>> begin Information supplied

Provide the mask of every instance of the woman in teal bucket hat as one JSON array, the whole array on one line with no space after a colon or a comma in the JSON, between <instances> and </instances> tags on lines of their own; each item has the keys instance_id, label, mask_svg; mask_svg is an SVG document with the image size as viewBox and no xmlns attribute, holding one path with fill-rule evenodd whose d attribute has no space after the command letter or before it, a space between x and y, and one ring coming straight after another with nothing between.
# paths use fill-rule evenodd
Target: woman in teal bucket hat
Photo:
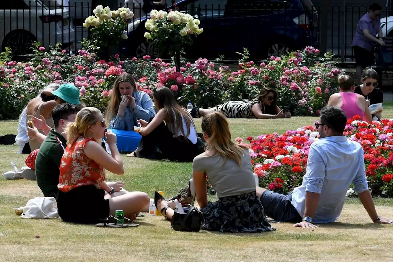
<instances>
[{"instance_id":1,"label":"woman in teal bucket hat","mask_svg":"<svg viewBox=\"0 0 393 262\"><path fill-rule=\"evenodd\" d=\"M54 127L51 114L56 106L65 103L80 104L81 102L79 101L79 90L72 84L63 84L56 89L47 88L46 91L46 101L36 98L29 102L26 120L27 123L28 120L32 119L36 127L47 135ZM37 101L35 101L35 99ZM39 148L41 145L41 143L35 139L29 139L29 144L31 151Z\"/></svg>"}]
</instances>

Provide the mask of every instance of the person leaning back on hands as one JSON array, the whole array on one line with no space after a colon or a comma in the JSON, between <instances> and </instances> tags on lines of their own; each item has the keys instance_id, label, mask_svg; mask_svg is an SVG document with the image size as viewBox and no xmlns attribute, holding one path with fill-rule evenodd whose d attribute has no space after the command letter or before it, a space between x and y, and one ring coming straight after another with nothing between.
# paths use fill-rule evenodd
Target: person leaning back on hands
<instances>
[{"instance_id":1,"label":"person leaning back on hands","mask_svg":"<svg viewBox=\"0 0 393 262\"><path fill-rule=\"evenodd\" d=\"M321 110L315 124L320 139L310 146L301 185L288 195L257 187L266 215L300 227L318 227L314 224L334 222L353 184L374 223L393 224L375 210L366 178L364 151L360 144L343 135L346 124L347 116L341 108L328 106Z\"/></svg>"}]
</instances>

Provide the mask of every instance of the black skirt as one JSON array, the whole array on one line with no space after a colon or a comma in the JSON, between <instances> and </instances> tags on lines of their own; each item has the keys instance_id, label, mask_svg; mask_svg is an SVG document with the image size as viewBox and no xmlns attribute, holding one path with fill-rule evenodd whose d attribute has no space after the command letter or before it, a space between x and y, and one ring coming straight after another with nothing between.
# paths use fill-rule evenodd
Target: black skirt
<instances>
[{"instance_id":1,"label":"black skirt","mask_svg":"<svg viewBox=\"0 0 393 262\"><path fill-rule=\"evenodd\" d=\"M274 231L265 216L263 207L255 191L220 198L201 210L205 230L231 233Z\"/></svg>"},{"instance_id":2,"label":"black skirt","mask_svg":"<svg viewBox=\"0 0 393 262\"><path fill-rule=\"evenodd\" d=\"M60 191L57 212L66 222L83 224L98 223L109 215L109 201L104 199L105 191L94 185L84 185L64 193Z\"/></svg>"}]
</instances>

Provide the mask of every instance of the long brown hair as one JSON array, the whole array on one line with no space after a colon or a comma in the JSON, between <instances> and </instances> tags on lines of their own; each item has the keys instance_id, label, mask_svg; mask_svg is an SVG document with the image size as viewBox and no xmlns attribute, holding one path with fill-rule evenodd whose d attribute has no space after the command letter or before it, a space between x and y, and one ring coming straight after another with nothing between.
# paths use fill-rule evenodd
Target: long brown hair
<instances>
[{"instance_id":1,"label":"long brown hair","mask_svg":"<svg viewBox=\"0 0 393 262\"><path fill-rule=\"evenodd\" d=\"M224 159L232 159L240 166L245 146L237 145L232 141L229 122L221 113L215 111L205 115L202 119L202 131L209 137L206 150L211 149ZM223 163L224 164L224 163Z\"/></svg>"},{"instance_id":2,"label":"long brown hair","mask_svg":"<svg viewBox=\"0 0 393 262\"><path fill-rule=\"evenodd\" d=\"M72 145L81 136L86 136L89 126L97 123L97 115L101 113L95 107L85 107L78 112L75 123L67 125L67 144Z\"/></svg>"},{"instance_id":3,"label":"long brown hair","mask_svg":"<svg viewBox=\"0 0 393 262\"><path fill-rule=\"evenodd\" d=\"M178 104L172 91L165 86L155 88L153 90L153 98L158 104L157 110L163 108L165 110L164 120L172 134L180 133L184 137L188 137L191 126L195 128L194 121L187 109ZM188 130L184 130L183 127L183 119L185 121L185 125L188 127Z\"/></svg>"},{"instance_id":4,"label":"long brown hair","mask_svg":"<svg viewBox=\"0 0 393 262\"><path fill-rule=\"evenodd\" d=\"M263 102L263 98L266 97L268 93L271 92L273 93L273 100L272 104L270 106L267 106L264 104ZM277 107L277 100L278 99L278 93L277 91L273 88L270 87L263 87L259 94L257 97L257 98L262 102L262 110L264 114L271 113L273 114L275 114L275 109Z\"/></svg>"},{"instance_id":5,"label":"long brown hair","mask_svg":"<svg viewBox=\"0 0 393 262\"><path fill-rule=\"evenodd\" d=\"M121 101L121 96L120 95L120 91L119 90L119 84L123 82L128 82L131 84L131 86L132 86L133 92L138 90L136 89L135 80L132 75L125 73L118 77L115 81L115 83L113 84L112 93L110 95L110 100L109 101L109 104L108 105L108 108L107 109L105 119L107 123L108 123L110 121L112 117L116 116L118 114L119 106L120 104L120 102Z\"/></svg>"}]
</instances>

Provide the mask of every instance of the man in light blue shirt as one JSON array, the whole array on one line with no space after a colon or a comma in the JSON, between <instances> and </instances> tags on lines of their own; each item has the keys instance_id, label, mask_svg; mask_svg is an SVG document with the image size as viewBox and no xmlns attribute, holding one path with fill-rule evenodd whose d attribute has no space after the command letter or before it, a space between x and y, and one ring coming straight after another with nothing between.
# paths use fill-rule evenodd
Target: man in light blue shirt
<instances>
[{"instance_id":1,"label":"man in light blue shirt","mask_svg":"<svg viewBox=\"0 0 393 262\"><path fill-rule=\"evenodd\" d=\"M315 124L321 139L310 147L302 185L286 195L257 187L257 194L267 216L301 227L333 222L340 216L352 183L374 223L393 224L393 220L380 217L375 211L366 179L364 152L359 143L343 135L346 123L347 116L341 108L322 108Z\"/></svg>"}]
</instances>

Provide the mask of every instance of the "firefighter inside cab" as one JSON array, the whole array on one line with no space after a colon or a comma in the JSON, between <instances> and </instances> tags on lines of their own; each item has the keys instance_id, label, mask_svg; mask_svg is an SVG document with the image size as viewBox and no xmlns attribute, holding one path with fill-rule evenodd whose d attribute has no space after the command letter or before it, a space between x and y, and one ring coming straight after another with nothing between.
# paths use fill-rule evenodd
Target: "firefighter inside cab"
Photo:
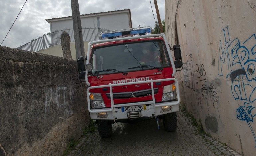
<instances>
[{"instance_id":1,"label":"firefighter inside cab","mask_svg":"<svg viewBox=\"0 0 256 156\"><path fill-rule=\"evenodd\" d=\"M152 46L149 43L147 43L143 45L142 53L143 54L141 58L140 64L144 65L148 62L154 62L157 65L156 66L160 66L161 61L159 56L159 50L158 52L157 49L155 49L156 47Z\"/></svg>"}]
</instances>

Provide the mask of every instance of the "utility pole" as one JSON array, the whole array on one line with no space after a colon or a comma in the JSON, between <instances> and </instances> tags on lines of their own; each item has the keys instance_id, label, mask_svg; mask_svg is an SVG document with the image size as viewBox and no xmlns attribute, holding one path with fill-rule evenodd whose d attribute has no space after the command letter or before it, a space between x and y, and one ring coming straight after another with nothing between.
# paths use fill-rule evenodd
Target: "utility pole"
<instances>
[{"instance_id":1,"label":"utility pole","mask_svg":"<svg viewBox=\"0 0 256 156\"><path fill-rule=\"evenodd\" d=\"M159 28L160 28L160 32L161 33L164 33L164 31L163 30L162 23L161 23L161 19L160 18L159 11L158 10L158 7L157 6L157 0L154 0L154 4L155 4L155 7L156 8L156 11L157 12L157 21L158 21L158 25L159 26Z\"/></svg>"},{"instance_id":2,"label":"utility pole","mask_svg":"<svg viewBox=\"0 0 256 156\"><path fill-rule=\"evenodd\" d=\"M81 23L78 0L71 0L71 8L72 10L73 26L74 28L76 59L79 56L83 56L84 58L85 58L84 45L83 44L82 24Z\"/></svg>"}]
</instances>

>> end Information supplied

How many lines of the records contain the word "Target", counting only case-exact matches? Reply with the number alone.

7